Start of Extracted material

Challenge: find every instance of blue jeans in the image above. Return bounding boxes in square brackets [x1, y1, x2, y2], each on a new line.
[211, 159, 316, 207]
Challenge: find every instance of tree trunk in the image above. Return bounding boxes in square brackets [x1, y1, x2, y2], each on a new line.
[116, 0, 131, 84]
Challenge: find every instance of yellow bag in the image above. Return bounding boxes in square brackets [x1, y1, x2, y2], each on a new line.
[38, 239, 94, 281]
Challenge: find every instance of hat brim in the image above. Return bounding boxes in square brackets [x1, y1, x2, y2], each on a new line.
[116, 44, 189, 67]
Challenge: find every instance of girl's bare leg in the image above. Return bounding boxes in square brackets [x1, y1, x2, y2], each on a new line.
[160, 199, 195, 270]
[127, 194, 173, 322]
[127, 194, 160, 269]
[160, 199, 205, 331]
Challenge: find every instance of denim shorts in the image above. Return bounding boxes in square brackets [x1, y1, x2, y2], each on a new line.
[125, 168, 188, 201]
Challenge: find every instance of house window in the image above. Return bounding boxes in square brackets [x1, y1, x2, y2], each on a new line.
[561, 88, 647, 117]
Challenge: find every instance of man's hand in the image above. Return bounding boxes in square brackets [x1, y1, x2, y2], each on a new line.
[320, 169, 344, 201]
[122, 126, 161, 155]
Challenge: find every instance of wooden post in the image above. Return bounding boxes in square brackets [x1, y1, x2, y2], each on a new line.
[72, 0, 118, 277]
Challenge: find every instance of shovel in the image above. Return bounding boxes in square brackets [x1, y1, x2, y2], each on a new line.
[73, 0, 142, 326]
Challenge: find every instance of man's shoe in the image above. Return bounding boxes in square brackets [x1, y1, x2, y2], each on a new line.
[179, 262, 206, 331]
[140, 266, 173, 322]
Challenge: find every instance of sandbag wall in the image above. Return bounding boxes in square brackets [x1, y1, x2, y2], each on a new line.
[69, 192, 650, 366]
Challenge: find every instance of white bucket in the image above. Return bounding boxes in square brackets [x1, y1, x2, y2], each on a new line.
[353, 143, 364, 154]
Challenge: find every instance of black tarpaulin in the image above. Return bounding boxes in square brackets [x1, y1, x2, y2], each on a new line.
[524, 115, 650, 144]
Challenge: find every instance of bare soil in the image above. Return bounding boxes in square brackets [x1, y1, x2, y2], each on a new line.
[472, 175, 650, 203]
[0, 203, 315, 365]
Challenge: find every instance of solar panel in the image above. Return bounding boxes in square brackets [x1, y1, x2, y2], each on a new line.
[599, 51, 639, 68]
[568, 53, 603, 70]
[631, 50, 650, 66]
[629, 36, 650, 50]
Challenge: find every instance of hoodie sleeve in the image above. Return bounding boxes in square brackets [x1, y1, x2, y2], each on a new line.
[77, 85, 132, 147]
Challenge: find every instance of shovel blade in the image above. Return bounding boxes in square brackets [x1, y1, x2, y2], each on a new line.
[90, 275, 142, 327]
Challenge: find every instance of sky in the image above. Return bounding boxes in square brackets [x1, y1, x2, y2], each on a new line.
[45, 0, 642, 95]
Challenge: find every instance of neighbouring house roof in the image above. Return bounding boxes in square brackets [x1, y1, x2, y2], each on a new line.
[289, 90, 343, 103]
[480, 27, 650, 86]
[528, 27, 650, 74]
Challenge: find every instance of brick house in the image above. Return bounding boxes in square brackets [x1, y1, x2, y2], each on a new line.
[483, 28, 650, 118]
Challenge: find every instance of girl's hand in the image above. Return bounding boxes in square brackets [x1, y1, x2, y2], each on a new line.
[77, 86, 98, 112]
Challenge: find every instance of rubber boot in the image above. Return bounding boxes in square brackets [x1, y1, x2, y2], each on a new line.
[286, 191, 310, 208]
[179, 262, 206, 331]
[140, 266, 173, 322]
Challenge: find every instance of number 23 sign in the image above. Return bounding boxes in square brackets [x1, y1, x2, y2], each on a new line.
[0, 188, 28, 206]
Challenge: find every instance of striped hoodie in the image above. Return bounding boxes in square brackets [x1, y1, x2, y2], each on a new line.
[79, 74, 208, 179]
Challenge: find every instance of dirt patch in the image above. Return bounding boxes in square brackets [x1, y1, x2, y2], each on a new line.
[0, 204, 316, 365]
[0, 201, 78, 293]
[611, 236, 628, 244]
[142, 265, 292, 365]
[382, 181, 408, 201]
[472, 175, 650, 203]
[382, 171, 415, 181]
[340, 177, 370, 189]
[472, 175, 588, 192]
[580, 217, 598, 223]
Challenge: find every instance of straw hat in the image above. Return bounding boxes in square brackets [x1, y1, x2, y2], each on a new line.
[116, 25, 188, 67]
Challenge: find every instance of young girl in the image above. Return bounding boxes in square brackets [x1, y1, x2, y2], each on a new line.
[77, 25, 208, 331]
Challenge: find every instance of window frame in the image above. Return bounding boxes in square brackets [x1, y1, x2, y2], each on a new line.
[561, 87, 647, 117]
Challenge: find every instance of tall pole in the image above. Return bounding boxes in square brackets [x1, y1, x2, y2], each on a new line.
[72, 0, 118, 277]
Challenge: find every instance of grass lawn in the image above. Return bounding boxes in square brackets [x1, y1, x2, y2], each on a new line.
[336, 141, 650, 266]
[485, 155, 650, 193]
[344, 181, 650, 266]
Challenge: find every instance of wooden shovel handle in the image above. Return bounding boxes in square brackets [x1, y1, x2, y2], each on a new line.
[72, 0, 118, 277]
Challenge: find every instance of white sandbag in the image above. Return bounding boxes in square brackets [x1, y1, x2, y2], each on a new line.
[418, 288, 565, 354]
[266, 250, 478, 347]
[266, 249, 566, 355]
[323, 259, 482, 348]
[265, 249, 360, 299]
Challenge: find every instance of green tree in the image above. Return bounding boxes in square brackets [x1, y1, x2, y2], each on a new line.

End of Extracted material

» Work instruction
Take the material above and transcribe all of it exactly.

» Result for this task
Challenge: find every instance of blue jeans in the image above. Return bounding boxes in square brackets [x1, y1, x2, y2], each on a new line.
[211, 159, 316, 207]
Challenge: find every instance of tree trunk in the image above. Return bounding boxes in square brackets [x1, y1, x2, y2], each on a new line.
[116, 0, 131, 84]
Challenge: find every instance of yellow bag in the image above. Return bounding boxes in square brackets [x1, y1, x2, y2], each on a new line.
[38, 239, 94, 281]
Challenge: find every instance of hat brim in the image above. Return bounding boxes in square brackets [x1, y1, x2, y2], each on a new line.
[116, 44, 189, 67]
Challenge: find every instance of girl's bare leg in the image above. Return bounding boxes in square brackets [x1, y1, x2, y2], each on a new line.
[160, 199, 195, 270]
[127, 194, 173, 322]
[127, 194, 160, 269]
[160, 199, 205, 331]
Challenge: find every instance of denim shorts in the image above. Return bounding boxes in square brackets [x1, y1, x2, y2], each on a new line.
[125, 168, 188, 201]
Challenge: find every instance of house window in the image above. Return bounding boxes in square brackets [x1, y1, x2, y2], each on a new line.
[561, 88, 647, 117]
Challenge: find every instance of man's hand in the image above. Return bounding boxes in square brackets [x1, y1, x2, y2], each on a new line.
[320, 169, 344, 201]
[122, 126, 161, 155]
Challenge: find every instance of wooden post in the image above. Return bounding boxes in square brackets [x1, y1, x2, y2], each on a new line.
[72, 0, 118, 277]
Challenge: find every instance of shovel in the image above. Return bounding boxes in square brackets [x1, y1, x2, y2], each on a new line.
[73, 0, 142, 326]
Challenge: find every instance of man's shoe in the image above. Return bounding boxes in square brackets [x1, y1, x2, y2], each on a new line.
[179, 262, 206, 331]
[140, 266, 173, 322]
Challenge: find every instance of sandbag wall in the image above. Return bounding boxes in square brackets [x1, y1, x2, y2], each on a new line.
[69, 192, 650, 366]
Challenge: find every instance of white bucket in the image above. Return bounding boxes in square brackets [x1, y1, x2, y2], each on a new line.
[353, 143, 364, 154]
Challenge: find every instance of black tarpaulin in the image above. Return bounding boxes in square brackets [x1, y1, x2, y2], each on a new line.
[524, 115, 650, 144]
Challenge: find every instance of bare soil in the image above. Return bounding boxes in square brackets [x1, y1, x2, y2], each on a new line.
[472, 175, 650, 203]
[0, 203, 315, 365]
Challenge: find every instance of solar panel in the image above. Return bounding boxes in square brackets [x1, y1, x2, y2], each on a new line.
[599, 51, 639, 68]
[568, 53, 603, 70]
[631, 50, 650, 66]
[629, 36, 650, 50]
Challenge: find every instance of hoodie sleeve in the image above. Return bounding boxes in square brackets [x1, y1, x2, y2], each on a new line.
[77, 85, 132, 147]
Challenge: find every instance of shovel blade in the image above. Return bounding boxes in square brackets [x1, y1, x2, y2], each on a new line.
[90, 275, 142, 327]
Challenge: find every instance of sky in the image above. Return bounding boxes in square brackets [x1, y1, x2, y2], each on a new line.
[45, 0, 642, 95]
Challenge: find every instance of neighbouring house roof in the image above. Return bounding boxes in square brackets [x1, y1, x2, y2], each on a new line.
[289, 90, 343, 103]
[480, 27, 650, 86]
[528, 27, 650, 74]
Challenge: find every instance of brick house in the image above. Return bounding boxes in square brackets [x1, y1, x2, y2], each on a new line.
[483, 28, 650, 118]
Challenge: find every instance of girl's hand in the image above. Return bounding boxes in square brackets [x1, y1, x2, y2], each on a new line.
[77, 86, 98, 112]
Challenge: find every instance of rubber boot in the image above. Return bounding boxes in square brackets [x1, y1, x2, y2], each on a new line.
[286, 191, 310, 208]
[179, 262, 206, 331]
[140, 266, 173, 322]
Challenge: find every instance of number 23 sign in the image above. Return bounding boxes in square brackets [x1, y1, x2, y2], each on a new line.
[0, 188, 28, 206]
Challenge: find every instance of striped hoodie in the image above. Return bounding boxes in square brackets [x1, y1, x2, y2], each on a new line.
[79, 74, 208, 179]
Challenge: find every instance of dirt patch in the image above. Return bounding boxes in square brackets [x1, y1, x2, y2], each on a new line.
[0, 204, 316, 365]
[0, 201, 78, 293]
[611, 236, 628, 244]
[142, 265, 292, 365]
[382, 181, 408, 201]
[472, 175, 650, 203]
[382, 171, 415, 181]
[340, 177, 370, 189]
[472, 175, 588, 192]
[580, 217, 598, 223]
Challenge: find every instance of straw hat in the image above. Return bounding boxes in square brackets [x1, y1, x2, y2], each on a new line.
[116, 25, 188, 67]
Challenge: find every instance of young girl in the image above. Return bounding boxes in square brackets [x1, y1, x2, y2], each on a new line.
[77, 25, 208, 331]
Challenge: find every instance of window frame in the image above. Return bounding boxes in square brackets [x1, y1, x2, y2], each on a new line.
[561, 87, 647, 117]
Challenge: find every instance of tall pole in the image above. Return bounding boxes in square brackets [x1, y1, x2, y2], each on a new line.
[72, 0, 118, 277]
Challenge: find every instance of grass lawn in the image above. Return bounding boxes in square brackets [x1, y1, x2, y2], each on a new line.
[336, 141, 650, 266]
[485, 155, 650, 193]
[344, 181, 650, 266]
Challenge: find every instance of wooden shovel handle in the image above. Return bounding boxes in square brackets [x1, y1, x2, y2], each on a new line.
[72, 0, 118, 277]
Challenge: find every instance of white sandbag in the image above. Return bounding boxes in square brackets [x1, y1, x2, y2], each on a new line.
[418, 288, 565, 354]
[266, 250, 478, 347]
[266, 249, 566, 355]
[323, 259, 482, 348]
[265, 249, 360, 299]
Challenge: find every instance of green tree in the image above. Return bounding boxes in square brackets [x1, y1, x2, y2], each on a new line.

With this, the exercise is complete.